(Problem)
Identify each line in the records below that contains the string "shrub", and copy those lines out. Matching is case-sensitive.

(Object point labels)
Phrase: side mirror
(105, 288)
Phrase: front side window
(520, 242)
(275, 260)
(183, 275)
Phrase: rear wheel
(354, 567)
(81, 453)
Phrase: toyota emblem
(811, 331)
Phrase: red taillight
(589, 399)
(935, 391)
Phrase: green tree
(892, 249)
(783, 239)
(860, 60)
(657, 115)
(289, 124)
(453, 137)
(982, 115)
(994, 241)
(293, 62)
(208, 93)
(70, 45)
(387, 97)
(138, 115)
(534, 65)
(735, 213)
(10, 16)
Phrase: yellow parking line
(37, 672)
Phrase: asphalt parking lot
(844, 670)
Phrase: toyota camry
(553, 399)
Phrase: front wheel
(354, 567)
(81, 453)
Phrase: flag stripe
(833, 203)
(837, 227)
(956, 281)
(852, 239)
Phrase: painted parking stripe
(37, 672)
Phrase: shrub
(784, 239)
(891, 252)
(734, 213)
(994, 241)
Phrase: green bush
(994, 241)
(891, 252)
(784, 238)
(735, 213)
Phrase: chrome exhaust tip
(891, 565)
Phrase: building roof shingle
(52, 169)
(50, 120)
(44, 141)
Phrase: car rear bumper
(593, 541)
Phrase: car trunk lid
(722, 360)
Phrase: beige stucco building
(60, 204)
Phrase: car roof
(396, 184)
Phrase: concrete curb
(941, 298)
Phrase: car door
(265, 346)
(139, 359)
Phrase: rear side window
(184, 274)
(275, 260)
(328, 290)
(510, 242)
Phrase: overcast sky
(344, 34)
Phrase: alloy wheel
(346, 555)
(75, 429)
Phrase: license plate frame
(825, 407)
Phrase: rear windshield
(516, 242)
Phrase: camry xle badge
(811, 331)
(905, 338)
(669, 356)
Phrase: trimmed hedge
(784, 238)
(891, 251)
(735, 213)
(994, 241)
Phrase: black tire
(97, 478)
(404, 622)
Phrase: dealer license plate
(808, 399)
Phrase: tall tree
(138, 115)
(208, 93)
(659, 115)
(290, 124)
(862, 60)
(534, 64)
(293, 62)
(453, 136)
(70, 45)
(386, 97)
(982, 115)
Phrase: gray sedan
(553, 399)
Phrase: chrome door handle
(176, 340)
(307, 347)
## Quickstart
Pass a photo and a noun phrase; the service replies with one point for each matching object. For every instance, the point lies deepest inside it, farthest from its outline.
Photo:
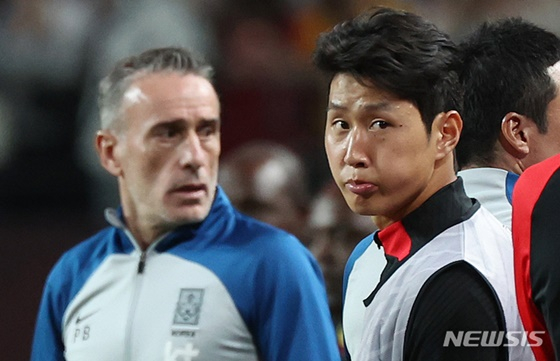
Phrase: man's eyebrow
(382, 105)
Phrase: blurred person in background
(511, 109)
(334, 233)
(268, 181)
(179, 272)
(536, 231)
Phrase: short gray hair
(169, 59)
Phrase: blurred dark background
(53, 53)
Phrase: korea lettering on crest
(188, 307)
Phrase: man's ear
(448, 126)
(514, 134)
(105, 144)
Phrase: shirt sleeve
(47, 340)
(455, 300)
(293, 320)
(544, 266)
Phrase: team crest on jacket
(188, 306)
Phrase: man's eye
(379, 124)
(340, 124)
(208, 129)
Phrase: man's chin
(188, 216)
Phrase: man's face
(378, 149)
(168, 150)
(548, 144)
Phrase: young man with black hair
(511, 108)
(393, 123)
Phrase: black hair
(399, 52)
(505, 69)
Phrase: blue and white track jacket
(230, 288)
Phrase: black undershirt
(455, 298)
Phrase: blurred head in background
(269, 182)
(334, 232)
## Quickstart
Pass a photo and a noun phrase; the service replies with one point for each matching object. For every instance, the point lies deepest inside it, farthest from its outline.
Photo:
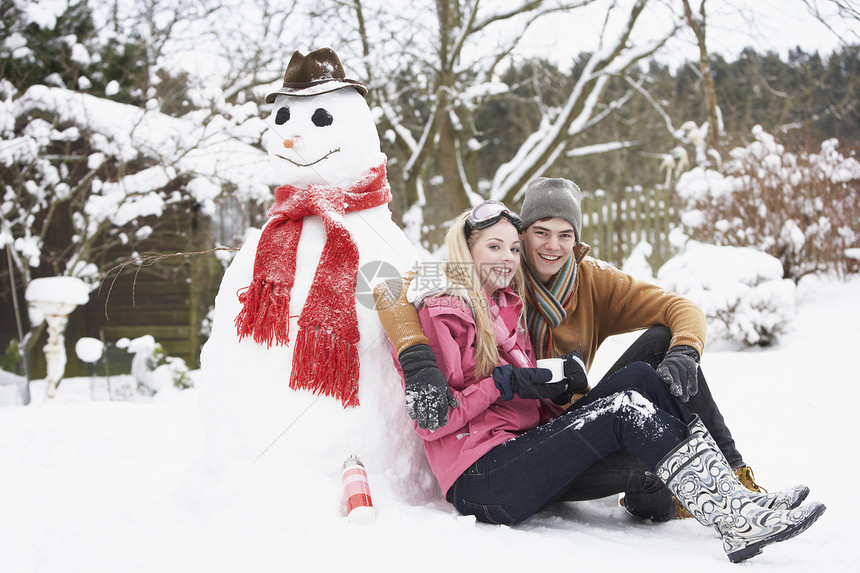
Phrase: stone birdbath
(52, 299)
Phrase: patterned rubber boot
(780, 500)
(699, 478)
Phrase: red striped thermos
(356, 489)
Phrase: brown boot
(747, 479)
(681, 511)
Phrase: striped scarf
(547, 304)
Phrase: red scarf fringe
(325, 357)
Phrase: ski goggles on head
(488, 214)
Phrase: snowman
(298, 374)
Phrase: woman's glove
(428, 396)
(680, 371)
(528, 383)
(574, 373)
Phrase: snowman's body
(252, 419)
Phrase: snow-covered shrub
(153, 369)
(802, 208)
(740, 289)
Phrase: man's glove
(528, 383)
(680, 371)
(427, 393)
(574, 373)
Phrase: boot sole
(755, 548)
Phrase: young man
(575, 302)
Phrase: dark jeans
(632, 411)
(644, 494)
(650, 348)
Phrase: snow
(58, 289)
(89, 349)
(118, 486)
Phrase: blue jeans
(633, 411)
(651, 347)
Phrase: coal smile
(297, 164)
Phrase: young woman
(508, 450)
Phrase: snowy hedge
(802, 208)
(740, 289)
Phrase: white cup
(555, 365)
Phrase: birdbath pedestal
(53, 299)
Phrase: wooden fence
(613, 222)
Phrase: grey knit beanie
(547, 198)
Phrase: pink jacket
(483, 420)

* * *

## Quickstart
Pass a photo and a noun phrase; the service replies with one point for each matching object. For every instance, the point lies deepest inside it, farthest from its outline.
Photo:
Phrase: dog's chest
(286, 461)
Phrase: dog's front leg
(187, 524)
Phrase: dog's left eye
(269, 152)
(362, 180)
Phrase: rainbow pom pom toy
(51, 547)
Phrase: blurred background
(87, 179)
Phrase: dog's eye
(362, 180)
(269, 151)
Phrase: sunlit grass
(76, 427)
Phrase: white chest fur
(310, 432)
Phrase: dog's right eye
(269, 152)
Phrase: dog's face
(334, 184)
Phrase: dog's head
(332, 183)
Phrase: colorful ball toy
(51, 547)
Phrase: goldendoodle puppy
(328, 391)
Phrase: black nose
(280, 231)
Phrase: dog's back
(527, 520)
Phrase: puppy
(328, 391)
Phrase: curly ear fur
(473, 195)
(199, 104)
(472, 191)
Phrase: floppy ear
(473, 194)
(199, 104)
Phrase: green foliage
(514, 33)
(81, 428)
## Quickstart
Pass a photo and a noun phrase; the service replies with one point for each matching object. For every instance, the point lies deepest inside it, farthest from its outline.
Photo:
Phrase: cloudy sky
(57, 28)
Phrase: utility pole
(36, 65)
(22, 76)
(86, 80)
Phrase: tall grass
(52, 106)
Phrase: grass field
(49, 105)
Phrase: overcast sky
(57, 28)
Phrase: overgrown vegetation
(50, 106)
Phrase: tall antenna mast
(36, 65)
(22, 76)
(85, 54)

==

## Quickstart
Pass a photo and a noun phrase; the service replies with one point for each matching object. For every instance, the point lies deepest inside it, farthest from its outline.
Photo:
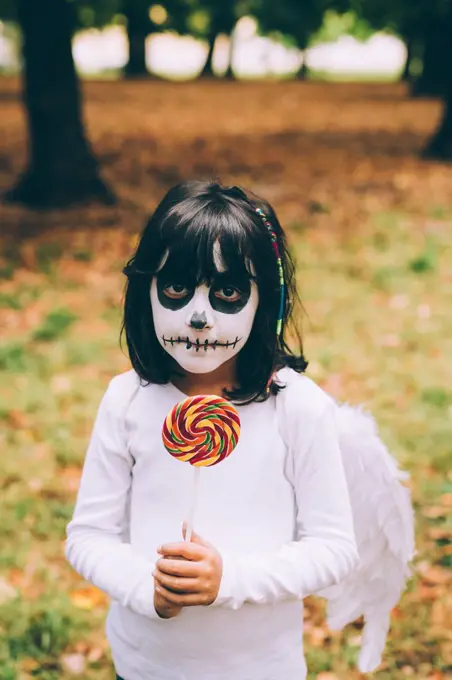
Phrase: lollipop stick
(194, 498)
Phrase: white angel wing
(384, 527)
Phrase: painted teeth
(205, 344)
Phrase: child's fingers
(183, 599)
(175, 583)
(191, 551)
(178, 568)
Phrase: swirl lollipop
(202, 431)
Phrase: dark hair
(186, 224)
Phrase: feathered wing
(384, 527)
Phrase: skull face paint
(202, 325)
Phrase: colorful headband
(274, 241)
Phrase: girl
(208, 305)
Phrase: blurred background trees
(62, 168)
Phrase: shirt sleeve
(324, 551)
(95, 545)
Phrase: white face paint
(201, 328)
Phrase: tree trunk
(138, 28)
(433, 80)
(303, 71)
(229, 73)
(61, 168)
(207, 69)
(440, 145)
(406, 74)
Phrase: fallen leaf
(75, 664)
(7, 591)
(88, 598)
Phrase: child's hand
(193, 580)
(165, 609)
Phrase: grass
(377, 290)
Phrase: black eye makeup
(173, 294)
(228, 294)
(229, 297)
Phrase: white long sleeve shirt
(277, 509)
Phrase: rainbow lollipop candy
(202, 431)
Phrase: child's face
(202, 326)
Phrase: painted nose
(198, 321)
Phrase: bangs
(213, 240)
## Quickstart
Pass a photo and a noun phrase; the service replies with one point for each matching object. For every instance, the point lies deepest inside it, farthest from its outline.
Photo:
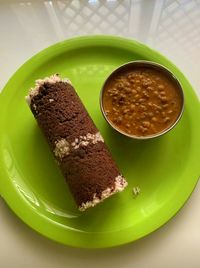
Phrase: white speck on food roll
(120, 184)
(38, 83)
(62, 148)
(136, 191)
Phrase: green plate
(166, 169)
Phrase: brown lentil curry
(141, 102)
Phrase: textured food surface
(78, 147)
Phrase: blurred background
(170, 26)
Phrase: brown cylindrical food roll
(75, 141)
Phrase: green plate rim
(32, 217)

(The response)
Phrase: shrub
Phrase: snow-covered shrub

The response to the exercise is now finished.